* [Data for this exercise]:
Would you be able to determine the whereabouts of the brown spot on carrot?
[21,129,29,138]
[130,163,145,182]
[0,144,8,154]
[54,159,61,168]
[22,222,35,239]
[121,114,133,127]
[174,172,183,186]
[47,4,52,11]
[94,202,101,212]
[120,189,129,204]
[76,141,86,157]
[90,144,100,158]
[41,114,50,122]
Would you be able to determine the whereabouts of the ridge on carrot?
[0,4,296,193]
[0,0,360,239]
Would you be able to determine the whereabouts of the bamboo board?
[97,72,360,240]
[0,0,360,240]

* [Instructions to follow]: Copy every line of the items above that contains the word "Would". Case counts.

* [Answer]:
Would you be able to determine the whereabouts of the brown spot on carrot?
Would you be able to determine the whereabouts of the ridge on carrot?
Would you be able to determine the whereabouts of the bamboo board?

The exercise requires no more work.